Code from: https://github.com/immunefi-team/attackathon-movement/blob/a2790c6ac17b7cf02a69aea172c2b38d2be8ce00/protocol-units/mempool/util/src/lib.rs#L84-L93

Storing a batch of transactions in the mempool

As a reference, below is the function that stores the transaction in the database:

async fn add_mempool_transactions(
	&self,
	transactions: Vec<MempoolTransaction>,
) -> Result<(), anyhow::Error> {
	let db = self.db.clone();
	tokio::task::spawn_blocking(move || {
		let mempool_transactions_cf_handle = db
			.cf_handle(cf::MEMPOOL_TRANSACTIONS)
			.ok_or_else(|| Error::msg("CF handle not found"))?;
		let transaction_lookups_cf_handle = db
			.cf_handle(cf::TRANSACTION_LOOKUPS)
			.ok_or_else(|| Error::msg("CF handle not found"))?;
                                                                                      
		// Add the transactions and update the lookup table atomically
		// in a single write batch.
		// https://github.com/movementlabsxyz/movement/issues/322
                                                                                      
		let mut batch = WriteBatch::default();
                                                                                      
		for transaction in transactions {
                                                                                      
			if Self::internal_has_mempool_transaction(&db, transaction.transaction.id())? {
				continue;
			}
                                                                                      
			let serialized_transaction = bcs::to_bytes(&transaction)?;
			let key = construct_mempool_transaction_key(&transaction)?;
			batch.put_cf(&mempool_transactions_cf_handle, &key, &serialized_transaction);
			batch.put_cf(
				&transaction_lookups_cf_handle,
				transaction.transaction.id().to_vec(),
				&key,
			);
		}
                                                                                      
		db.write(batch)?;
                                                                                      
		Ok::<(), Error>(())
	})
	.await??;
	Ok(())

**Supplied material:**
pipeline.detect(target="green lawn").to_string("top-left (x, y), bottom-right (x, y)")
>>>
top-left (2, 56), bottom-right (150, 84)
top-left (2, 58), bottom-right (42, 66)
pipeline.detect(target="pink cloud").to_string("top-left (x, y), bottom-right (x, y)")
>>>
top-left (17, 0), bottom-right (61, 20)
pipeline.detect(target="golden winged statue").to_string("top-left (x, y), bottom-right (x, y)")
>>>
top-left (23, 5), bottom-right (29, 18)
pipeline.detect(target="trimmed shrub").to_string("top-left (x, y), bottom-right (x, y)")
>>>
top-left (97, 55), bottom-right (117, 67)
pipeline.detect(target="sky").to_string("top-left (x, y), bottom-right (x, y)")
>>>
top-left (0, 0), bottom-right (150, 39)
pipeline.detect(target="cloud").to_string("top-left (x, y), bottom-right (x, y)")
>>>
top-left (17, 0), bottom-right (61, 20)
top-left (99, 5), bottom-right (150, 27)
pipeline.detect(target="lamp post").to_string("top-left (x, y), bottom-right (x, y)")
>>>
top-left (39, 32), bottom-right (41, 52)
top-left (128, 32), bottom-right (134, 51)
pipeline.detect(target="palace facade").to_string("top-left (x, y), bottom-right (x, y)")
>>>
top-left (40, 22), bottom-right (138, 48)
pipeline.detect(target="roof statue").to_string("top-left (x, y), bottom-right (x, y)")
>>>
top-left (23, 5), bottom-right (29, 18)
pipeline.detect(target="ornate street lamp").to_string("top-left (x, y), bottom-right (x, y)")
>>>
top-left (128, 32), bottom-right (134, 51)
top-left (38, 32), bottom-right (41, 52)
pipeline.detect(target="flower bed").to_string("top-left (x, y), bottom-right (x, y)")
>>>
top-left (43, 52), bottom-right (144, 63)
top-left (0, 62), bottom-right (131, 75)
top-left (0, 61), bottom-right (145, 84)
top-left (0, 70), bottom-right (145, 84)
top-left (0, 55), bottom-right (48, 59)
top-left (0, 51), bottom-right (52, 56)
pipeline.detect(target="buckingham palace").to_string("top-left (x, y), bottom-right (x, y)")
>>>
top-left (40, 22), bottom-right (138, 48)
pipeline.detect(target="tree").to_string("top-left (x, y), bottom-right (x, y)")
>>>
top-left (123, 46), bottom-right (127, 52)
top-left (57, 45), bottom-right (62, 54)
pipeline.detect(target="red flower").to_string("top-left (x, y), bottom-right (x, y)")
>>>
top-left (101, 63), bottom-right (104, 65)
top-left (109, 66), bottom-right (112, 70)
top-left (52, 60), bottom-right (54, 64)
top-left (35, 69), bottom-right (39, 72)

* * *

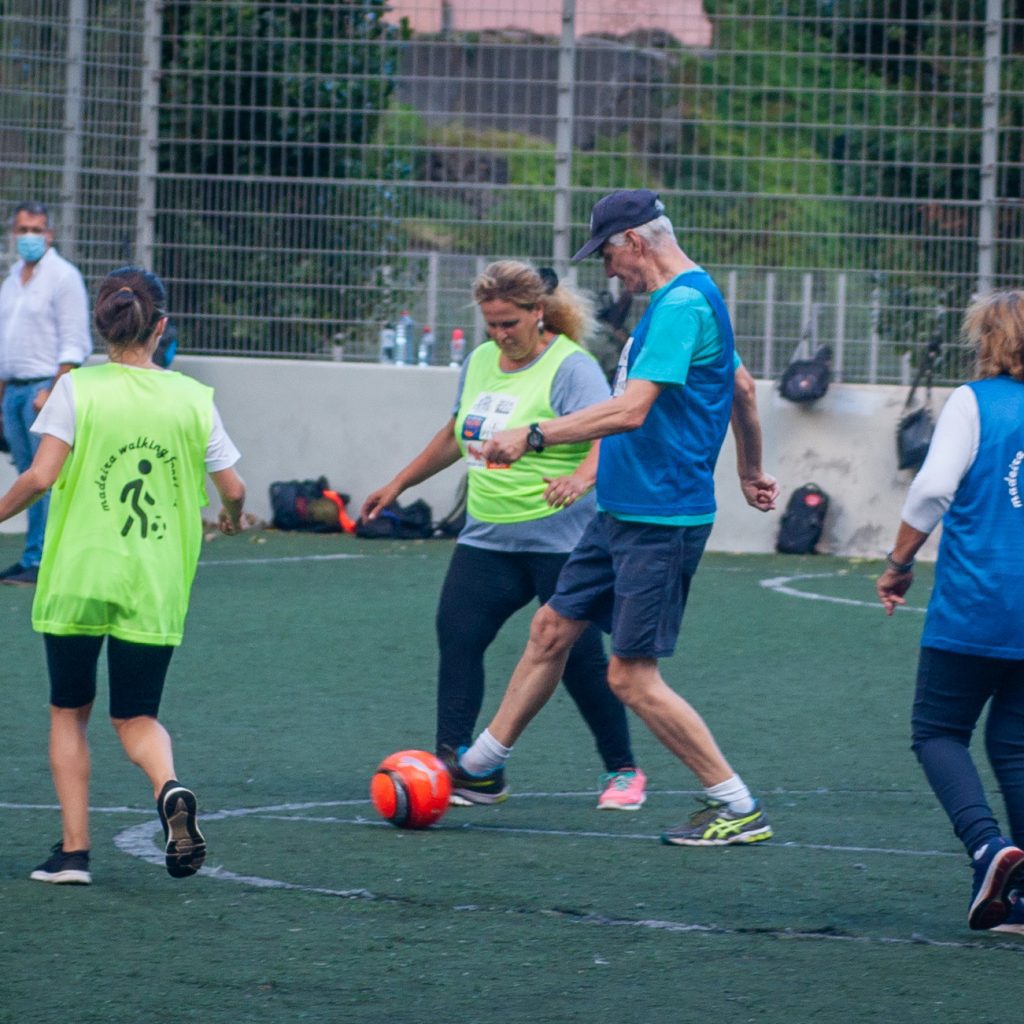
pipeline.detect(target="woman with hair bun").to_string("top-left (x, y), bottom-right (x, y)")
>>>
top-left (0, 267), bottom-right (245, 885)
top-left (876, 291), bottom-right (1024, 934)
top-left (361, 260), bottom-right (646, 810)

**Job:** The comment in the mempool code excerpt says the transactions are added and the lookup table updated in what way?

**Written solution:** Atomically, in a single write batch.